REQUIREMENTS:
Using the passage below about the "Nimrod" sculpture, decide whether each statement agrees with it, giving yes or no and the deciding words quoted from the passage: (a) "Nimrod" is carved from red sandstone. (b) The falcon in "Nimrod" sits on the figure's head. (c) The ivory carving found in Dolní Vestonice shows a female head.

PROVIDED PASSAGE:
###

One of the most famous sculptures made in Israel is “Nimrod”, created in 1939 by Itzhak Danziger.
A powerful figure in red sandstone, it depicts a naked young man with a falcon on his shoulder and a sword held behind his back, looking intensely ahead.
This is Nimrod, the biblical great-grandson of Noah, king of a number of cities in Mesopotamia, and traditionally considered the leader of those who built the Tower of Babel. He is also cited as a mighty hunter, the original prototypical hunter of animals.
So what?
So, in October 1988 the National Geographic Magazine published on its cover a photo of a small carving, in mammoth ivory, of a male human head. This was found in Dolní Vestonice in Czechoslovakia, a rich archaeological site that had yielded a number of sculptures, including one of those obese “Venus” figurines. The carving is dated to some 26,000 years ago or earlier, and is the earliest representation of a specific person that has come to us from our ancestors.

###

DATA:
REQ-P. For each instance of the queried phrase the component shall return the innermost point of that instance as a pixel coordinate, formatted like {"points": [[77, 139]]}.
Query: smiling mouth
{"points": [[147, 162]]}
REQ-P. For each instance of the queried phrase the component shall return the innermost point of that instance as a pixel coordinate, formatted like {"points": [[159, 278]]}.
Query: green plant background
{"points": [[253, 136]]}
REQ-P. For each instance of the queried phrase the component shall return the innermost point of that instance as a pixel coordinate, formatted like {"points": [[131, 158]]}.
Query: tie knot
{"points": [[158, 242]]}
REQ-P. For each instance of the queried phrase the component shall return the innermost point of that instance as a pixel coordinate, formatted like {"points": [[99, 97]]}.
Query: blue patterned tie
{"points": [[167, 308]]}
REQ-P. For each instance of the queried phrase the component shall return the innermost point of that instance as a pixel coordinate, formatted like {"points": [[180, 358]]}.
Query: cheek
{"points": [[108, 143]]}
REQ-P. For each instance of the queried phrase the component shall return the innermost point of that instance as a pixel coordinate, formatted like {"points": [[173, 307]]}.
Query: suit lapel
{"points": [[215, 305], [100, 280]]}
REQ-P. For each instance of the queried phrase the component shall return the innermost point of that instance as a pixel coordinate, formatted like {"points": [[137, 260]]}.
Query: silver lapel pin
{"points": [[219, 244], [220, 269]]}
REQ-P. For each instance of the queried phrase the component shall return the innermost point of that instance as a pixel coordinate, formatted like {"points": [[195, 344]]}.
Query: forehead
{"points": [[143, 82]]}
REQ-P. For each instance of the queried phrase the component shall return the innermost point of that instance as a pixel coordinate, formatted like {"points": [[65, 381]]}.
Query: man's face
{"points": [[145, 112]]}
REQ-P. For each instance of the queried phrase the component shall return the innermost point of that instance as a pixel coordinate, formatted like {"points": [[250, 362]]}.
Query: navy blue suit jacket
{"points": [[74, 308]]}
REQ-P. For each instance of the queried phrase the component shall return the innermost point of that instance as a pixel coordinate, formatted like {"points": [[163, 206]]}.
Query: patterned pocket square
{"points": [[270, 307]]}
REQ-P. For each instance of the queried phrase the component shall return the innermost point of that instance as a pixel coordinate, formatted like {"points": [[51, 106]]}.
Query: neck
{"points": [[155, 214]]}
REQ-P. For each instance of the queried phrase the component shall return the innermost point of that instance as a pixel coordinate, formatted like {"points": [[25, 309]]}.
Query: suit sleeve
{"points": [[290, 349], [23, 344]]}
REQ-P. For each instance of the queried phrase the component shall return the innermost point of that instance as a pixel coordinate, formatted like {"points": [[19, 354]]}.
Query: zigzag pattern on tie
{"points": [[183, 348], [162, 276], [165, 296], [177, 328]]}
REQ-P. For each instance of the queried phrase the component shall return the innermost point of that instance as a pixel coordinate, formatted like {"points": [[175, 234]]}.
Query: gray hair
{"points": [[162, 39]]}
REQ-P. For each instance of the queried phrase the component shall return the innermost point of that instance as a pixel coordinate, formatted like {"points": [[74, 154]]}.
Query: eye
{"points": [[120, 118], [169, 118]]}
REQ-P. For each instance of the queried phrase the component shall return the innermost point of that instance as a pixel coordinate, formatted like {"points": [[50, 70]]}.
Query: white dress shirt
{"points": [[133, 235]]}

###

OUTPUT BELOW:
(a) Yes: "A powerful figure in red sandstone"
(b) No: "with a falcon on his shoulder"
(c) No: "a small carving, in mammoth ivory, of a male human head"